==== Brano proposto

Quasi una persona su 10, dunque, si sente infelice. Spicca però un elemento: la percentuale di estremamente soddisfatti aumenta lievemente con l’età, mentre quella di persone estremamente insoddisfatte si riduce di pari passo. Come dire che l’avanzare degli anni non necessariamente lascia l’amaro in bocca. Invecchiare significa anche saggezza, esperienza, traguardi raggiunti.
“Questo dato può indicare ?una progressiva maggior realizzazione personale con l’aumentare dell’età – analizzano Stefano Porcelli e ?Laura Mandelli, psicologi del Centro Medico Santagostino e curatori della ricerca – ?anche se non si può escludere un gap generazionale per quanto riguarda la soddisfazione e la realizzazione personale”. E se la giovinezza non per forza regala gioia, sembrano non farlo nemmeno gli anni passati studiando.
“Nei soggetti con più alta scolarità – indica l’indagine – i tassi di estrema insoddisfazione risultano significativamente più alti, raggiungendo oltre il 15%, mentre nei soggetti con media scolarità si arresta al 6% circa”. Cosa significa? Per gli psicologi “è possibile che le persone con più alta scolarità dedichino maggior tempo ed energie alla ?realizzazione professionale, trascurando altri aspetti della vita come le relazioni sociali e sentimentali, invece importantissimi per il benessere soggettivo”.
Che inseguire la carriera possa moltiplicare le preoccupazioni, a scapito della serenità complessiva, lo prova il 60% circa che nel sondaggio dichiara la propria vita privata influenzata negativamente dal lavoro, da abbastanza a molto. Quasi metà del campione dà punteggi alti (da 4 a 7) all’affermazione “lotto per destreggiarmi tra lavoro e non lavoro”.
E tra chi riconosce un’alta ?interferenza del lavoro nella vita privata, i tassi di grave insoddisfazione schizzano al 18% mentre quelli di piena soddisfazione crollano al 4%. Insomma, superlavoro uguale più rischi di infelicità e pericolo doppio di solitudine: un sentimento che vola a oltre il 40% fra chi avverte una maggiore ingerenza della professione nel privato, contro il 20% calcolato in chi riesce a trovare il giusto mix lavoro-tempo libero.

========
==== Dati dell'esercizio

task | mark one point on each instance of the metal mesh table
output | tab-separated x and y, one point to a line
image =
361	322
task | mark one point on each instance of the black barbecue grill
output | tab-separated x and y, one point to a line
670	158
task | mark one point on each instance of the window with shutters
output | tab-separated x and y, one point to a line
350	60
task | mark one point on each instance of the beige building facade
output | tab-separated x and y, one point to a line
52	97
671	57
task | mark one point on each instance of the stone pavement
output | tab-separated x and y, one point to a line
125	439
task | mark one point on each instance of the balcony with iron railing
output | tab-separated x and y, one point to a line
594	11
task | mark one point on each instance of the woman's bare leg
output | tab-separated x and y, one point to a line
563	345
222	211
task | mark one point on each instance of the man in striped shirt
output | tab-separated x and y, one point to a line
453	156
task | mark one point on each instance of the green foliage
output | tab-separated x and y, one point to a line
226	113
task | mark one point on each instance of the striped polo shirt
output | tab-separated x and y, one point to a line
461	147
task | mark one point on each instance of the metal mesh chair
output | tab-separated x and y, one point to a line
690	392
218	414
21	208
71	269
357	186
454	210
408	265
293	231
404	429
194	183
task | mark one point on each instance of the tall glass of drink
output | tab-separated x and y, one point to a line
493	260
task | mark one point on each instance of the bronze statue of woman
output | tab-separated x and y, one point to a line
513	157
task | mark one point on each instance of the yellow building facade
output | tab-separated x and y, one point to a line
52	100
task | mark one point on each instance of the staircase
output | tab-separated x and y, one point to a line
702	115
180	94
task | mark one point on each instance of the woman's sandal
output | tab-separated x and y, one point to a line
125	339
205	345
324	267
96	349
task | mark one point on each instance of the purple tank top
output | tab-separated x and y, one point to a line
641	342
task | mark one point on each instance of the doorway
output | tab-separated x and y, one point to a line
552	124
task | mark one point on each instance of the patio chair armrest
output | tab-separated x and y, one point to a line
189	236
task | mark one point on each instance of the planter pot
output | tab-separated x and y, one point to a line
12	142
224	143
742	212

========

Scrivi il seguito del brano sulla soddisfazione di vita e sull'equilibrio tra lavoro e vita privata, cominciando subito dopo la sua ultima frase. Le voci costituiscono un materiale a sé, distinto dal brano.

Risposta |
Poter contare su una fitta rete sociale si conferma infatti “importantissimo per il proprio livello di soddisfazione: nei pazienti che dichiarano di essere soli o piuttosto soli, che sono il 52,7% del campione, il tasso di soggetti estremamente insoddisfatti della propria vita arriva a superare il 23% – emerge ancora dall’indagine – mentre quello di estremamente soddisfatti crolla sotto il 2%”. L’ultimo ingrediente chiave per aggiungere sale alla vita è la ?fiducia negli altri. “Solo il 30% del campione dichiara di avere tante persone di cui si può fidare completamente, percentuale che sale invece al 56% se si parla di persone a cui ci si può rivolgere in caso di necessità”.
“Questi dati – commentano gli psicologi del Centro Santagostino – ci dimostrano come sia il bilanciamento tra lavoro e vita privata sia, in misura anche maggiore, l’intensità di rapporti sociali significativi (quelli cioè che non ci fanno sentire soli) impattano significativamente sulla nostra felicità. Questi due aspetti sono inoltre intrinsecamente associati: maggiori sono le energie e il tempo dedicato all’attività lavorativa, minori sono le possibilità di ‘investire’ nella vita privata e quindi nelle relazioni sociali, familiari e sentimentali. E’ perciò importante – raccomandano gli esperti – cercare di mantenere per quanto possibile un sano equilibrio tra lavoro e vita privata, e soprattutto coltivare e alimentare relazioni sociali significative, fondamentali per un pieno benessere”.